## [PAGE EXCERPT]
◇ ◇ ◇ ◇ ◇ ◇ ◇

AARP Hearing Center
Editor’s note: On Jan. 13, 2022, the U.S. Supreme Court determined that the federal COVID-19 vaccine mandate for large private employers could not proceed, but the court allowed the mandate for workers at health care facilities that receive Medicare and Medicaid funds to take effect. For more information on those rulings, go to this article. The following article, published before those court decisions, offers context on COVID-19 vaccine mandates.
People who work for any business with 100 or more employees have until Feb. 9 to get fully vaccinated for COVID-19, according to guidelines issued by the White House. After that date, unvaccinated workers must either take weekly tests showing that they are not infected with the coronavirus or risk being removed from the workplace.
Under a second guideline issued by the Centers for Medicare and Medicaid Services (CMS), all workers at health care facilities that participate in Medicare or Medicaid will also need to be vaccinated by Jan. 27 if they treat or interact with patients. These workers will not have the option of submitting to weekly tests in lieu of vaccination. Legal proceedings in at least 25 states have halted this CMS mandate from taking effect in those places, but in the rest of the nation health care workers who treat patients at facilities that receive CMS funding are expected to be at least partially vaccinated by Jan. 27. AARP has expressed its support for the CMS vaccine mandate.
The U.S. Supreme Court will hear arguments on Jan. 7 to determine the legality of the OSHA and CMS vaccine mandates.
Taken together, the new requirements would apply to more than 100 million workers. It’s a number that could significantly boost the share of American adults who are vaccinated. So far, when employers have enacted vaccine mandates for their workers, only small percentages of those employees have declined to be vaccinated. New York City, for example, required vaccinations for its employees, and by the time the deadline arrived, more than 91 percent had received at least one shot.
“Vaccination requirements are good for the economy,” President Biden said in a statement. “They not only increase vaccination rates but they help send people back to work — as many as 5 million American workers. They make our economy more resilient in the face of COVID and keep our businesses open.”

◇ ◇ ◇ ◇ ◇ ◇ ◇

## [LISTED RECORDS]
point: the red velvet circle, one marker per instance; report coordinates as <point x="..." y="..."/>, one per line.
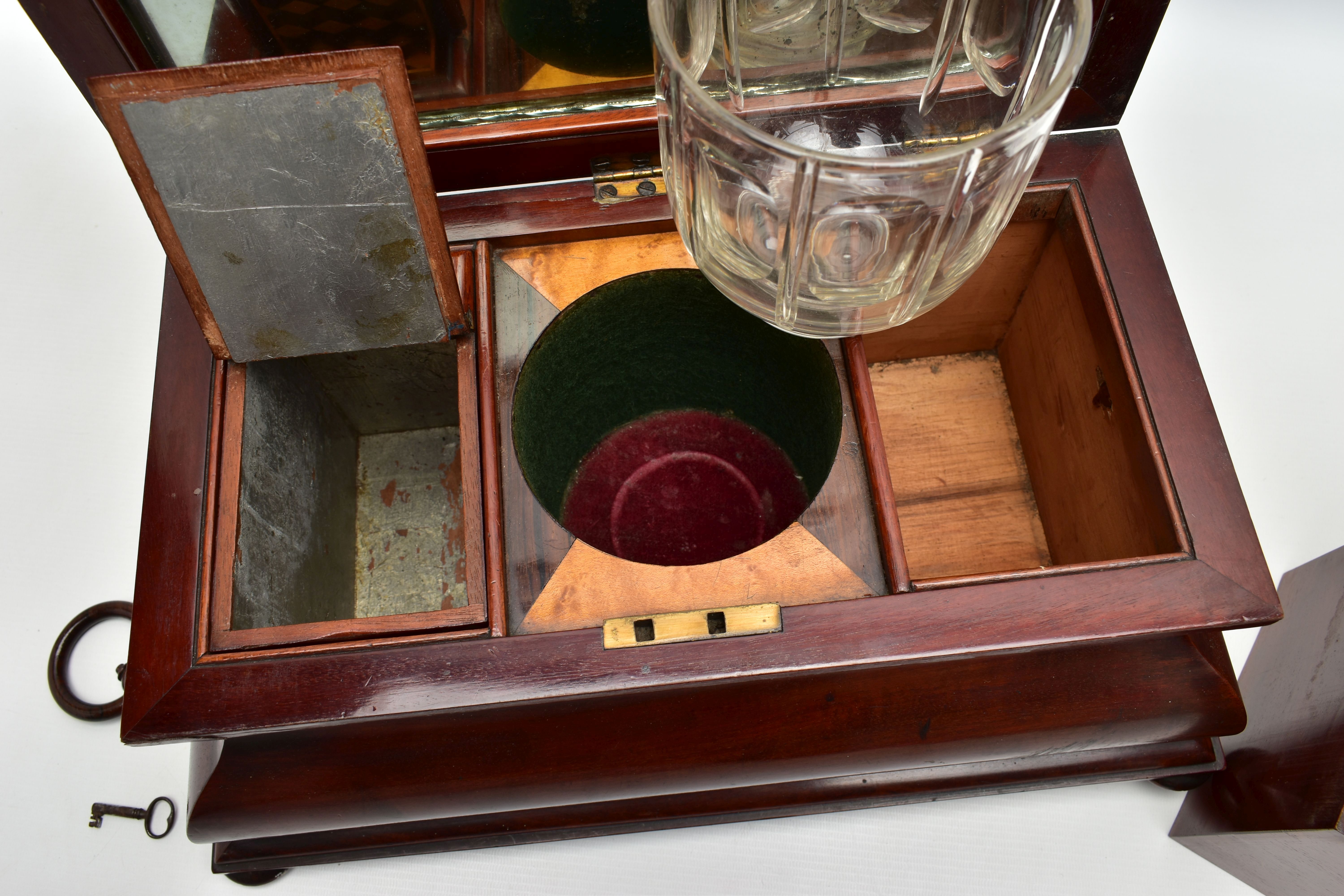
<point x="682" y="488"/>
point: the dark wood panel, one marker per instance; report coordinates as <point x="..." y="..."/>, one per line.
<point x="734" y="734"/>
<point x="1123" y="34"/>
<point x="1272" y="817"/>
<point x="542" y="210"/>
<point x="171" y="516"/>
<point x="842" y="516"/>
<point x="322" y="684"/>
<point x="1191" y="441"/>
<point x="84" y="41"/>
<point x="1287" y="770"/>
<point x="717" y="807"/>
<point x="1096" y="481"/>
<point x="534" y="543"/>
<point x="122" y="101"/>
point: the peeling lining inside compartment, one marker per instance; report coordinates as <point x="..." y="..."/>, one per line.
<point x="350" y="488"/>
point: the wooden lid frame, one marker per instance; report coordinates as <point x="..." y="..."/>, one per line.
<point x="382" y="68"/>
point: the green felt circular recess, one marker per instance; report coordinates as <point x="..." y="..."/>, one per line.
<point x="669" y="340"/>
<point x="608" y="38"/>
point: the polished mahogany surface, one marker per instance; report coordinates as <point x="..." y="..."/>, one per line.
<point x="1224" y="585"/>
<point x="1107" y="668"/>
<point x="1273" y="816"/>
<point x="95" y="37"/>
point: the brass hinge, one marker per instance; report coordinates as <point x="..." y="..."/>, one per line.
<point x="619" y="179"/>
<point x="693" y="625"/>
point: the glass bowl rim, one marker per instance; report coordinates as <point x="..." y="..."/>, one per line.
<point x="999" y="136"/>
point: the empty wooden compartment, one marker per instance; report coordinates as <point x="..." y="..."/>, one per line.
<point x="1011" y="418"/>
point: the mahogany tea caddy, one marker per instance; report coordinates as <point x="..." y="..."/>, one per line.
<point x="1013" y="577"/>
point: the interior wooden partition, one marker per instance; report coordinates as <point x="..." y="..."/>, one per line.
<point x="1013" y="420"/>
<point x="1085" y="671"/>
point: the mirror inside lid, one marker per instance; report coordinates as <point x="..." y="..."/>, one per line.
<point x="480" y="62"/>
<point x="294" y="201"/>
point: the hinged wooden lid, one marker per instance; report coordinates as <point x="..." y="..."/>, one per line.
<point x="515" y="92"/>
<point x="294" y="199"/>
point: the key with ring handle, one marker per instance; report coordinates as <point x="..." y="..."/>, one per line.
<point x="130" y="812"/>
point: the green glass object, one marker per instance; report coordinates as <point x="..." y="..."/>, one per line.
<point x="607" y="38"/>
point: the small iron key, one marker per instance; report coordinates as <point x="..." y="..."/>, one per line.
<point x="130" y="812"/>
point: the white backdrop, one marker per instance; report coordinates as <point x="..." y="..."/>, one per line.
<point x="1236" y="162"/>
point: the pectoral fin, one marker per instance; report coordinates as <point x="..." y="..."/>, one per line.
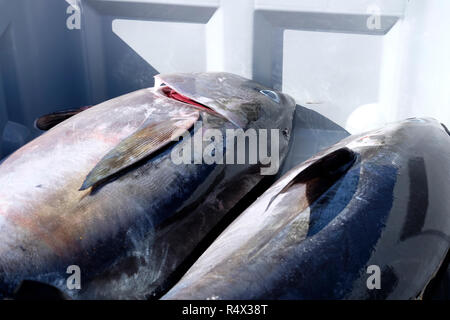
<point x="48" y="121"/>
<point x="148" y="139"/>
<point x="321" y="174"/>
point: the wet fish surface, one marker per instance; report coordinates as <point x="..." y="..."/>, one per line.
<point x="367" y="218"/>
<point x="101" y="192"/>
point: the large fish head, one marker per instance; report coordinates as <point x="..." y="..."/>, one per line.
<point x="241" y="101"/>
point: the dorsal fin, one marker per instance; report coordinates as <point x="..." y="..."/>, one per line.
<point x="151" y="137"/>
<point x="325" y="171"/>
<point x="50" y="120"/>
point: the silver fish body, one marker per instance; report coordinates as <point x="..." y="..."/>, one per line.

◇ ◇ ◇ ◇ ◇ ◇ ◇

## [WORK TASK 1]
Rewrite the paragraph in the vaccine-mandate article that begins "Taken together, the new requirements" as a short bulleted list that keeps its main facts.
## [WORK TASK 2]
Transcribe, word for word, the part of the vaccine-mandate article that opens with the words containing "Under a second" and closes with "CMS vaccine mandate.".

## [ANSWER BOX 1]
- The new requirements would cover more than 100 million workers.
- That could greatly raise the share of American adults who are vaccinated.
- When employers have required vaccines, only small percentages of workers have refused.
- New York City required vaccines for its employees, and more than 91 percent had at least one shot by the deadline.

## [ANSWER BOX 2]
Under a second guideline issued by the Centers for Medicare and Medicaid Services (CMS), all workers at health care facilities that participate in Medicare or Medicaid will also need to be vaccinated by Jan. 27 if they treat or interact with patients. These workers will not have the option of submitting to weekly tests in lieu of vaccination. Legal proceedings in at least 25 states have halted this CMS mandate from taking effect in those places, but in the rest of the nation health care workers who treat patients at facilities that receive CMS funding are expected to be at least partially vaccinated by Jan. 27. AARP has expressed its support for the CMS vaccine mandate.